__Task description__.
Each line below should be quoted exactly, please.

__Records provided__.
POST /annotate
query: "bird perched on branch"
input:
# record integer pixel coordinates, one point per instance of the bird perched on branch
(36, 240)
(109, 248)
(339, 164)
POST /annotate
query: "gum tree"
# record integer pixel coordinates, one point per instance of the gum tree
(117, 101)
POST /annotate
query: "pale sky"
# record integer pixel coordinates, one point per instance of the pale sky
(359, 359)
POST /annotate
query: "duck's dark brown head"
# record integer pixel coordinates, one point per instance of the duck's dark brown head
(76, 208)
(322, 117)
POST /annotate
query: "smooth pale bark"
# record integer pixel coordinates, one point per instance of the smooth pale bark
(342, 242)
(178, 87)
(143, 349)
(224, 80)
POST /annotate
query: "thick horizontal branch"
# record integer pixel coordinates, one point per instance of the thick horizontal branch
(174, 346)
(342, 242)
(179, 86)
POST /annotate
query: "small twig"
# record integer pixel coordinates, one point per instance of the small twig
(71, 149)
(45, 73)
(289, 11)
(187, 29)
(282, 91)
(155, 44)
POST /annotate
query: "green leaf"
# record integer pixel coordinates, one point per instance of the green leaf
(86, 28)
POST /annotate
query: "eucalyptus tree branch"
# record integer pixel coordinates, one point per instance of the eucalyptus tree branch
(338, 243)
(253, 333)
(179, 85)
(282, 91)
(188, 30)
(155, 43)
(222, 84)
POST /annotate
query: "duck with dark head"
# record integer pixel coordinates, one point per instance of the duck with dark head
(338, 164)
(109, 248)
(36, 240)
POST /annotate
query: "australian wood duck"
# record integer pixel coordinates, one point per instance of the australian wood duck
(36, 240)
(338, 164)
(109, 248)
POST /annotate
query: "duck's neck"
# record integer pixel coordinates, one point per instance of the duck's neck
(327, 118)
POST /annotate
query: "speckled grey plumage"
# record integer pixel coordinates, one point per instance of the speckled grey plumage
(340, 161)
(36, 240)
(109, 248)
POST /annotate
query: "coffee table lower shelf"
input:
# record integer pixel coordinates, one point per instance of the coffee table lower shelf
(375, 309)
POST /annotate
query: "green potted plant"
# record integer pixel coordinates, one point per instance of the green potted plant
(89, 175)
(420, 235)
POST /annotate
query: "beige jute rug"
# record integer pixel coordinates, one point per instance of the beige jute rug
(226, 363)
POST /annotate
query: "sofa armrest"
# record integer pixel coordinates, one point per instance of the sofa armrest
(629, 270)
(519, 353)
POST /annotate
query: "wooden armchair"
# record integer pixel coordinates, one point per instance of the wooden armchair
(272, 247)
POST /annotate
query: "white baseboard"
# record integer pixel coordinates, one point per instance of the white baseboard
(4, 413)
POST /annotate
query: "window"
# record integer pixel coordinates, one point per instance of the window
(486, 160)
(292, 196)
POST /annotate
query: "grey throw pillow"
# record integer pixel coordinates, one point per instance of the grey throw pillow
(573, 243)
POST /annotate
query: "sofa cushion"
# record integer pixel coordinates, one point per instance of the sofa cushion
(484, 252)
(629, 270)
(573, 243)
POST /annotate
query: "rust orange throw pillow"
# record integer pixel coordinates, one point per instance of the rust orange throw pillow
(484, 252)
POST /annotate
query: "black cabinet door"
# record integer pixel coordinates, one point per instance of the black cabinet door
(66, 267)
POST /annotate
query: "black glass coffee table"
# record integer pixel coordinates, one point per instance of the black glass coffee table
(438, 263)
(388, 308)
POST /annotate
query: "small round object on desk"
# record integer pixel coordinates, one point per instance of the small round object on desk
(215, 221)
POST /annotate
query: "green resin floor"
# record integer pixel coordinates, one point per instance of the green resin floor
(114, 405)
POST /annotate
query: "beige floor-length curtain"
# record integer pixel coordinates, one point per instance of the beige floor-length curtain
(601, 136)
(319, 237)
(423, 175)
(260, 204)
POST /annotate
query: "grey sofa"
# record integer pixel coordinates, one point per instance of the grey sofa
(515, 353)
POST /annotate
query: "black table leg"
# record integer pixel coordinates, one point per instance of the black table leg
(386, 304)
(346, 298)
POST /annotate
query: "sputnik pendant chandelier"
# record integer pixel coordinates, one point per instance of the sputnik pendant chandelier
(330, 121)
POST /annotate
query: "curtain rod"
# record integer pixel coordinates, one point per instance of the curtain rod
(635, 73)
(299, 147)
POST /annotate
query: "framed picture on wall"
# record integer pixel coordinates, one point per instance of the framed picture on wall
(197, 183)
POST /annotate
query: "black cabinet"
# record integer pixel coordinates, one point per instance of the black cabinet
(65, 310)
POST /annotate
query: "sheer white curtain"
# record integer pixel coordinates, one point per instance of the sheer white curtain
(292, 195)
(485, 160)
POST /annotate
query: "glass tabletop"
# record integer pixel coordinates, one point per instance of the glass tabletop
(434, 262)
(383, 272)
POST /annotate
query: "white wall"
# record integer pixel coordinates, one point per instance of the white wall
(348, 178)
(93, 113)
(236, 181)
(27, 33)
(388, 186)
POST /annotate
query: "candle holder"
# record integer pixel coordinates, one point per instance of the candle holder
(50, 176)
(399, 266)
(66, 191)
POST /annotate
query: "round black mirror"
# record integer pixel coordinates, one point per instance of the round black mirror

__Written solution__.
POST /annotate
query: "bird perched on branch"
input:
# record integer pixel coordinates, one point per instance of the bird perched on branch
(36, 240)
(109, 248)
(339, 164)
POST /annotate
query: "gum tree"
# record integer pixel coordinates, one point per instance of the gum tree
(117, 101)
POST /annotate
query: "pale sky"
# record integer pixel coordinates, one point per instance of the pale sky
(359, 359)
POST /annotate
query: "duck's dark brown head"
# record integer pixel coordinates, one point per instance of the duck's dark brown head
(76, 208)
(322, 117)
POST /annotate
query: "smooth pale bark"
# record integer pixel coordinates, one point per instance of the smooth pale bark
(342, 242)
(178, 87)
(143, 349)
(224, 80)
POST /annotate
query: "thick horizontal branch"
# record integer pixel coordinates, one point per instance of the thick horizontal branch
(174, 346)
(342, 242)
(179, 86)
POST /annotate
query: "small twig"
# record integer pixel coordinates, one point per instance of the small twig
(71, 149)
(45, 73)
(289, 11)
(187, 29)
(282, 91)
(155, 44)
POST /annotate
query: "green leaf"
# record integer pixel coordinates, one point per instance of the green leaf
(86, 28)
POST /annotate
query: "eucalyptus tree branch"
# record integer pixel coordinates, one point per instance of the eucalyptus tree branch
(338, 243)
(253, 333)
(179, 85)
(282, 91)
(188, 30)
(155, 43)
(222, 84)
POST /annotate
query: "duck with dark head"
# record integer pixel coordinates, one point per instance of the duck with dark head
(338, 164)
(109, 248)
(36, 240)
POST /annotate
query: "australian wood duck"
# record integer pixel coordinates, one point per instance of the australian wood duck
(36, 240)
(338, 164)
(109, 248)
POST /annotate
query: "duck's neck"
# record integer pixel coordinates, one point per instance of the duck's neck
(327, 118)
POST /annotate
query: "speckled grey plumage"
# record integer pixel coordinates, one point per instance of the speckled grey plumage
(340, 161)
(36, 240)
(109, 248)
POST /annotate
query: "coffee table lower shelf"
input:
# record integer pixel coordinates, one point per instance of the coffee table lower shelf
(375, 309)
POST /annotate
query: "green potted plant"
# record integer pixel coordinates, one point per instance of the green potted plant
(89, 175)
(420, 235)
POST /annotate
query: "beige jute rug"
# record integer pixel coordinates, one point per instance of the beige jute rug
(226, 363)
POST /annotate
query: "sofa armrest"
# record integer pixel coordinates, one point per instance of the sofa armrest
(629, 270)
(519, 353)
POST /annotate
query: "wooden armchair"
# record integer pixel coordinates, one point per instance of the wooden armchair
(272, 247)
POST /annotate
query: "white baseboard"
# record integer pixel coordinates, one point per instance of the white baseboard
(4, 413)
POST /annotate
query: "window"
# record integer pixel coordinates, one point per instance of the window
(486, 160)
(292, 196)
POST /annotate
query: "grey throw pillow"
# record integer pixel coordinates, one point per instance of the grey throw pillow
(573, 243)
POST /annotate
query: "sofa cushion"
# record integer pixel coordinates, one point per instance of the sofa cushion
(484, 252)
(629, 270)
(573, 243)
POST /annotate
query: "rust orange throw pillow"
# record integer pixel coordinates, one point per instance of the rust orange throw pillow
(484, 252)
POST /annotate
query: "black cabinet door"
# record integer pixel coordinates, one point per instance of the black cabinet door
(66, 267)
POST /annotate
query: "black glass coffee table"
# record integer pixel coordinates, one point per instance of the black glass coffee table
(438, 263)
(388, 308)
POST /annotate
query: "small round object on desk"
# record integer pixel coordinates, one point per instance of the small round object on desk
(215, 221)
POST /annotate
query: "green resin floor"
# record integer pixel coordinates, one point per instance of the green resin floor
(114, 405)
POST /annotate
query: "beige floor-length curtain"
# record integer pixel coordinates, one point per instance of the beige floor-length curtain
(601, 136)
(319, 237)
(423, 175)
(260, 204)
POST /annotate
query: "grey sofa"
# record integer pixel coordinates, one point per instance of the grey sofa
(515, 353)
POST /annotate
query: "black table leg"
# record integer pixel coordinates, one point per instance of the black table leg
(386, 304)
(346, 298)
POST /annotate
query: "sputnik pendant chandelier"
# record integer pixel coordinates, one point per instance of the sputnik pendant chandelier
(330, 121)
POST /annotate
query: "curtain rod"
# record integer pixel coordinates, one point per instance of the curtain rod
(635, 73)
(299, 147)
POST /annotate
query: "framed picture on wall"
# record integer pixel coordinates, one point per instance of the framed picture on wall
(197, 183)
POST /annotate
query: "black cabinet"
# record integer pixel coordinates, one point per instance of the black cabinet
(65, 310)
POST /annotate
query: "sheer white curtain"
# record integer pixel coordinates, one point per instance of the sheer white curtain
(292, 195)
(485, 160)
POST /annotate
query: "glass tabletop"
# record integer pixel coordinates, one point per instance of the glass tabletop
(434, 262)
(383, 272)
POST /annotate
query: "white wall"
# record integer pixel coordinates, one point per instance of the white wall
(348, 178)
(93, 113)
(236, 181)
(27, 33)
(388, 186)
POST /annotate
query: "candle holder"
# record integer pixel coordinates, one point per instance of the candle holder
(50, 176)
(399, 266)
(66, 191)
POST /annotate
query: "round black mirror"
# record integer pixel coordinates, one point per instance of the round black mirror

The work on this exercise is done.